Text provided ::

In video games, loot is the collection of items picked up by the player character that increase their power or level up their abilities, such as currency, spells, equipment and weapons. Loot is meant to reward the player for progressing in the game, and can be of superior quality to items that can be purchased. It can also be part of an upgrade system that permanently increases the player's abilities.
Loot boxes are a particular type of randomized loot system that consists of boxes that can be unlocked through normal play, or by purchasing more via microtransaction.

== Functions ==
Early computer role-playing games such as SSI's Gold Box series rewarded player progress with in-game treasure, which was typically preset in the games' programming. Recent games tend to randomly or procedurally generate loot, with better loot such as more powerful weapons or stronger armor obtained from more difficult challenges. The random nature of loot was established in the roguelike genre of games and made mainstream through Blizzard Entertainment's Diablo which was based on roguelike design principles. Fixed items, determined essential for game progress, may also drop alongside random loot.

In single-player games, loot is often obtained as treasure through exploration or looted from defeated enemies, and loot is considered distinct from items purchased from in-game shops. In multiplayer games, loot may be provided in such a manner that only one player may acquire any given item. "Ninja-looting" is the resulting practice of looting items off enemies defeated by other players. Players may choose to employ a loot system to distribute their spoils. In a PVP situation, loot may be taken from a defeated player.

Check your understanding ::
**1)** Retype the part of the text on video game loot from "Loot boxes are" up to and including "alongside random loot.".
**2)** Continue the text on video game loot from the point where it stops.

Dataset content ::
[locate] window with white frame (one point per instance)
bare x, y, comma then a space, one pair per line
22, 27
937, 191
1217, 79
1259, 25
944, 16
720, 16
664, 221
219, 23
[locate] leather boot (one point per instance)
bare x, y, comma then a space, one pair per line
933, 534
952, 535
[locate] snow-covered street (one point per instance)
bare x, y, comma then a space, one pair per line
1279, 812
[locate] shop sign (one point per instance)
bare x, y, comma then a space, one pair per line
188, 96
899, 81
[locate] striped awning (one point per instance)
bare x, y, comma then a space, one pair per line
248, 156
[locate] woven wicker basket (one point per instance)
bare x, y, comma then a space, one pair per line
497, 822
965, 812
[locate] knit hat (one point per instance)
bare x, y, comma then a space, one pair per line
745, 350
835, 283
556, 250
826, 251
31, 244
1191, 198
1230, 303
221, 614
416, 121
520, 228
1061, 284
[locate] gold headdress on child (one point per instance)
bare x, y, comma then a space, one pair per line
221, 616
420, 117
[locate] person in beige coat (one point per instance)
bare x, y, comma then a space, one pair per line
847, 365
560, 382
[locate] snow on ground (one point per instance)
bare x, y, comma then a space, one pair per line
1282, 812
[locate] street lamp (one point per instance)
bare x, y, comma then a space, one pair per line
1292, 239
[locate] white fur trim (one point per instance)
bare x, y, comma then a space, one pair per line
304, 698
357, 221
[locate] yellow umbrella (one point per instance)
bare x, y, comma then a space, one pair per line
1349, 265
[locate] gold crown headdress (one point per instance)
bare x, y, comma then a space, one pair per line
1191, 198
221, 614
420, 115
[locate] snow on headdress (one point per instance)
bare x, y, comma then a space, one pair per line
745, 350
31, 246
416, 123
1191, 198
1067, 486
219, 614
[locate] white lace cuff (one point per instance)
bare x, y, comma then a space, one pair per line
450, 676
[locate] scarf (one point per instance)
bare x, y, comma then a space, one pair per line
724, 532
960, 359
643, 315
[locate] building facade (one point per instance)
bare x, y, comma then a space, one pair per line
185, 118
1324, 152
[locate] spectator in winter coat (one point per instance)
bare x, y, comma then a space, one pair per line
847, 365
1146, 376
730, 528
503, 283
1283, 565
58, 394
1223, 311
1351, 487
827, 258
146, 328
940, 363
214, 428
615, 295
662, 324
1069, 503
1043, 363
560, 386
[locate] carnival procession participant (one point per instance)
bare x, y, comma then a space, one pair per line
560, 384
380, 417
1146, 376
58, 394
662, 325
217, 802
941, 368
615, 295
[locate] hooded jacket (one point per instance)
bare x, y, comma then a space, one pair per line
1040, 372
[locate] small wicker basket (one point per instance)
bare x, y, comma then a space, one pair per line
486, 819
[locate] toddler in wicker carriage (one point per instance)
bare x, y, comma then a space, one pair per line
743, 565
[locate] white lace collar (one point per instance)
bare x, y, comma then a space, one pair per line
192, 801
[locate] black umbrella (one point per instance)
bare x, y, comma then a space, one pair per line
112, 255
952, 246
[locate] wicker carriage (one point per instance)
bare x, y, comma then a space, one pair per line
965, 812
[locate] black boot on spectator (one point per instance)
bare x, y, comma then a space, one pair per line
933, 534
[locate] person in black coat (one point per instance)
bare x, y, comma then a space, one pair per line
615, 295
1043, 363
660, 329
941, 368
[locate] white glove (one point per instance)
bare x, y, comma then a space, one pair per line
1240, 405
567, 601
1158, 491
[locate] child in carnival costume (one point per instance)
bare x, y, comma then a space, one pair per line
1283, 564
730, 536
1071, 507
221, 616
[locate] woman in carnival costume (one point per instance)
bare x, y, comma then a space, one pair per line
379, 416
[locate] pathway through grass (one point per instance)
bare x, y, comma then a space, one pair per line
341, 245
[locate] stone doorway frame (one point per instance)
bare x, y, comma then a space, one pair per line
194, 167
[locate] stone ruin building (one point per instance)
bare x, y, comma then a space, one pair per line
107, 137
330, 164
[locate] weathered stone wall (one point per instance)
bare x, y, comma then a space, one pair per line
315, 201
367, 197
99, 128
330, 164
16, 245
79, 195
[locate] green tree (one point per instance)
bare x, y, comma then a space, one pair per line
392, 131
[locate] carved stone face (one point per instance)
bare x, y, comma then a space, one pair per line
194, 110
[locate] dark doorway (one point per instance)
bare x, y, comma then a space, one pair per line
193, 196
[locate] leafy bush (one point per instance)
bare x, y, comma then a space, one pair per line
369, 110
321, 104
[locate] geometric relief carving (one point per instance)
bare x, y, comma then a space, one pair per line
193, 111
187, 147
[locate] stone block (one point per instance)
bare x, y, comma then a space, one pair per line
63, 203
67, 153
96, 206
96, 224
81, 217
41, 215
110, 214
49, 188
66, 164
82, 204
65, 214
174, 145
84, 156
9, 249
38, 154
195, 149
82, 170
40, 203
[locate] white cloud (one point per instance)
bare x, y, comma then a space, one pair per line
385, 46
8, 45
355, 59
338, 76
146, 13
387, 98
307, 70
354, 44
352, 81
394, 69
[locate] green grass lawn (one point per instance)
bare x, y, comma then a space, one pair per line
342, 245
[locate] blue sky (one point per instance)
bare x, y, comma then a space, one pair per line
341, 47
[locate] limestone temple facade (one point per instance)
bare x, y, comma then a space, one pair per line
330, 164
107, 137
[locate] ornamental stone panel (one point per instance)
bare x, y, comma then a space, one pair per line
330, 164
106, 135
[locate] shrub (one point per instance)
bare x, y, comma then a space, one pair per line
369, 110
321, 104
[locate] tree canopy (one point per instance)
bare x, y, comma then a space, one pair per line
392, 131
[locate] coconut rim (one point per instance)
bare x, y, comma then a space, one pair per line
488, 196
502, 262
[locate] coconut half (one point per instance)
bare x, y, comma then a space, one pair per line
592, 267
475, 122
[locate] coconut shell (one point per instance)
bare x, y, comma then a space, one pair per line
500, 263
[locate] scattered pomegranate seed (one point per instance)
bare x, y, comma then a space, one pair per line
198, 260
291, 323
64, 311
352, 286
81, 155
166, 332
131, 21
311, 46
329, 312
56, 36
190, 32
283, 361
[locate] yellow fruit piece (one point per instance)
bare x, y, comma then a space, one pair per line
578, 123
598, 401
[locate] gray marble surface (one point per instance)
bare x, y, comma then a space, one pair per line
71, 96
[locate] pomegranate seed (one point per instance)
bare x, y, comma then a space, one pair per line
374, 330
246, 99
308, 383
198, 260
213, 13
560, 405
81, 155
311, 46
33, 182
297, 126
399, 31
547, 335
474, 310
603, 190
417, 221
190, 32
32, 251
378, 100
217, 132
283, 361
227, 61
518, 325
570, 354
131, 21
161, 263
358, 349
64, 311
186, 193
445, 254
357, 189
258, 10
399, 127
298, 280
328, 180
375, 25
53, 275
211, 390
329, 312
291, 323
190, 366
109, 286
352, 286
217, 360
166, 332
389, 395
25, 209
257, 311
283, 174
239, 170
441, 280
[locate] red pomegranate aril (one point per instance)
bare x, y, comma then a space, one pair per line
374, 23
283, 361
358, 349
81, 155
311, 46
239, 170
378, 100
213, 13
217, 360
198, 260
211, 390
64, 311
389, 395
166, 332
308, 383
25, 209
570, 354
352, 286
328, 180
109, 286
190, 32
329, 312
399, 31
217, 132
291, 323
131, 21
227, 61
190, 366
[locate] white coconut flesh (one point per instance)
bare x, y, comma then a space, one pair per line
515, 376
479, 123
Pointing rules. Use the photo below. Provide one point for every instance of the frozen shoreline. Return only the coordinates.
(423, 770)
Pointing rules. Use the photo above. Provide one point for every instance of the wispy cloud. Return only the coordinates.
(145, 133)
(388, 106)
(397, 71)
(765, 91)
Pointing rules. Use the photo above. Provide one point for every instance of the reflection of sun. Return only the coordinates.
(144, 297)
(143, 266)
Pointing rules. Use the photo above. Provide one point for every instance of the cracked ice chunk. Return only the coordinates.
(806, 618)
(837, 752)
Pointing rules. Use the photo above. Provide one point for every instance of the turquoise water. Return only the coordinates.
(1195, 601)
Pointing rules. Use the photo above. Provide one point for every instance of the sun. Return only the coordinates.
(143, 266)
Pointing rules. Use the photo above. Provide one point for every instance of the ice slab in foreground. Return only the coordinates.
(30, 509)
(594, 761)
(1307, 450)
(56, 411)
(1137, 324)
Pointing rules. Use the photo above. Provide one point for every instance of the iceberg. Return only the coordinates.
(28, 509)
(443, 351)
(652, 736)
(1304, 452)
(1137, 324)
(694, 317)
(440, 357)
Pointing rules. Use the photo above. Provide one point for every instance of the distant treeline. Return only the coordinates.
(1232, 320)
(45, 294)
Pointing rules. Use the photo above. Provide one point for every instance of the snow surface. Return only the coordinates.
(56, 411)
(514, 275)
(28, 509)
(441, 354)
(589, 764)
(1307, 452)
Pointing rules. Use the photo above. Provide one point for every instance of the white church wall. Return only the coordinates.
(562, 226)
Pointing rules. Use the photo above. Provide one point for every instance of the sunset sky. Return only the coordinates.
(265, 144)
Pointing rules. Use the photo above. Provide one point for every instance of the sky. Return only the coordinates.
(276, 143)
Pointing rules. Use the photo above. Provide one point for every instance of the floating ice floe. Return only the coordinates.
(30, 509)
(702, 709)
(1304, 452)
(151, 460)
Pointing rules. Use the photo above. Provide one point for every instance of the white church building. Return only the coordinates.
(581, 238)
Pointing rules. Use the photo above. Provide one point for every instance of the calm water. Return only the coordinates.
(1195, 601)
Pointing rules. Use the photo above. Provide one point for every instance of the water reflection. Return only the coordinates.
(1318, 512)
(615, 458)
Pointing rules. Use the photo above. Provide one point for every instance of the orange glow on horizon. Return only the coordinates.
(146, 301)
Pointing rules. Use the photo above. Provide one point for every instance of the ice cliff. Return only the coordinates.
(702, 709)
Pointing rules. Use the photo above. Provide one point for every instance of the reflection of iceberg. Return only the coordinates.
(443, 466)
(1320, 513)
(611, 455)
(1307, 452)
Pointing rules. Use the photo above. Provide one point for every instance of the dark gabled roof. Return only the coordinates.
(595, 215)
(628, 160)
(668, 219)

Answer section ::
**1)**
Loot boxes are a particular type of randomized loot system that consists of boxes that can be unlocked through normal play, or by purchasing more via microtransaction.

== Functions ==
Early computer role-playing games such as SSI's Gold Box series rewarded player progress with in-game treasure, which was typically preset in the games' programming. Recent games tend to randomly or procedurally generate loot, with better loot such as more powerful weapons or stronger armor obtained from more difficult challenges. The random nature of loot was established in the roguelike genre of games and made mainstream through Blizzard Entertainment's Diablo which was based on roguelike design principles. Fixed items, determined essential for game progress, may also drop alongside random loot.

**2)**
In role-playing video games or loot shooters, loot often forms the core economy of the game, in which the player fights to obtain loot and then uses it to purchase other items. Loot is often assigned to tiers of rarity, with the rarer items being more powerful and more difficult to obtain. The various tiers of rarity are often indicated by particular colors that allow a player to quickly recognize the quality of their loot. The concept of color-coded loot rarity was initially popularized with the 1996 game Diablo and its 2000 sequel Diablo II, whose designer, David Brevik, took the idea from the roguelike video game Angband. In Diablo, equippable items were either white (normal), blue (magic) or gold (unique), and Diablo II expanded on this with either grey (inferior), white (common), blue (magic), yellow (rare), orange (unique) or green (set). Blizzard Entertainment later re-used the system for the 2004 game World of Warcraft, where items were either grey (poor), white (common), green (uncommon), blue (rare), purple (epic) or orange (legendary). Following World of Warcrafts popularity, most loot-driven games have since based their own system off this same color-coding hierarchy, (e.g. Titan Quest, Borderlands, Overwatch, Torchlight, Destiny, and Fortnite). The quality of loot often scales with the tiers but not always, and higher tier loot can sometimes only be found in later stages of the game.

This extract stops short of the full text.